WORK TO COMPLETE :: In the entries below, switch "stair step" to "staircase step" and write all the lines out again with no other change.

GIVEN DATA ::

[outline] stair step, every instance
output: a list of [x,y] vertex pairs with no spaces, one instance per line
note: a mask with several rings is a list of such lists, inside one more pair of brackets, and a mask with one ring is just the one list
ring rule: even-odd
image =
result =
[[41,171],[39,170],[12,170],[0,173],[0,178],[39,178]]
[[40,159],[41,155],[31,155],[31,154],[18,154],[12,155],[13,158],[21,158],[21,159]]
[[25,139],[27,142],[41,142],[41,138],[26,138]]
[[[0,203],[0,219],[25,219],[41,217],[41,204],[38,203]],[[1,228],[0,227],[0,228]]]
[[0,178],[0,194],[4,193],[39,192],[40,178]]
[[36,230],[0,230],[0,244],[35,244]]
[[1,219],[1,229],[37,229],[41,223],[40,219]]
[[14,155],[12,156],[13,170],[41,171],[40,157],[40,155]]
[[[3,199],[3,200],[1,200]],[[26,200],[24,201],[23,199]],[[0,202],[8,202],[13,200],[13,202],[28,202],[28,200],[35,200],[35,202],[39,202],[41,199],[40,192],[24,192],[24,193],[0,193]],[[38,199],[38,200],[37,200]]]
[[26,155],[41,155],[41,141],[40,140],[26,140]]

EXERCISE SOLUTION ::
[outline] staircase step, every instance
output: a list of [x,y] vertex pairs with no spaces, one instance per line
note: a mask with several rings is a list of such lists, inside one more pair of brackets, and a mask with one ring is just the one list
ring rule: even-odd
image =
result =
[[41,171],[39,170],[12,170],[0,173],[0,178],[39,178]]
[[40,159],[41,155],[31,155],[31,154],[18,154],[12,155],[13,158],[21,158],[21,159]]
[[25,139],[27,142],[41,142],[41,138],[26,138]]
[[[0,203],[0,219],[25,219],[41,217],[41,204],[38,203]],[[1,228],[0,227],[0,228]]]
[[0,178],[0,194],[4,193],[39,192],[40,178]]
[[36,230],[0,230],[0,244],[35,244]]
[[1,219],[1,229],[37,229],[41,223],[40,219]]
[[14,155],[12,156],[13,170],[41,171],[40,157],[40,155]]
[[[3,199],[3,200],[1,200]],[[26,200],[24,201],[23,199]],[[0,202],[8,202],[13,200],[13,202],[28,202],[28,200],[35,200],[35,202],[39,202],[41,199],[40,192],[24,192],[24,193],[0,193]],[[38,199],[38,200],[37,200]]]
[[26,155],[41,155],[41,141],[40,140],[26,140]]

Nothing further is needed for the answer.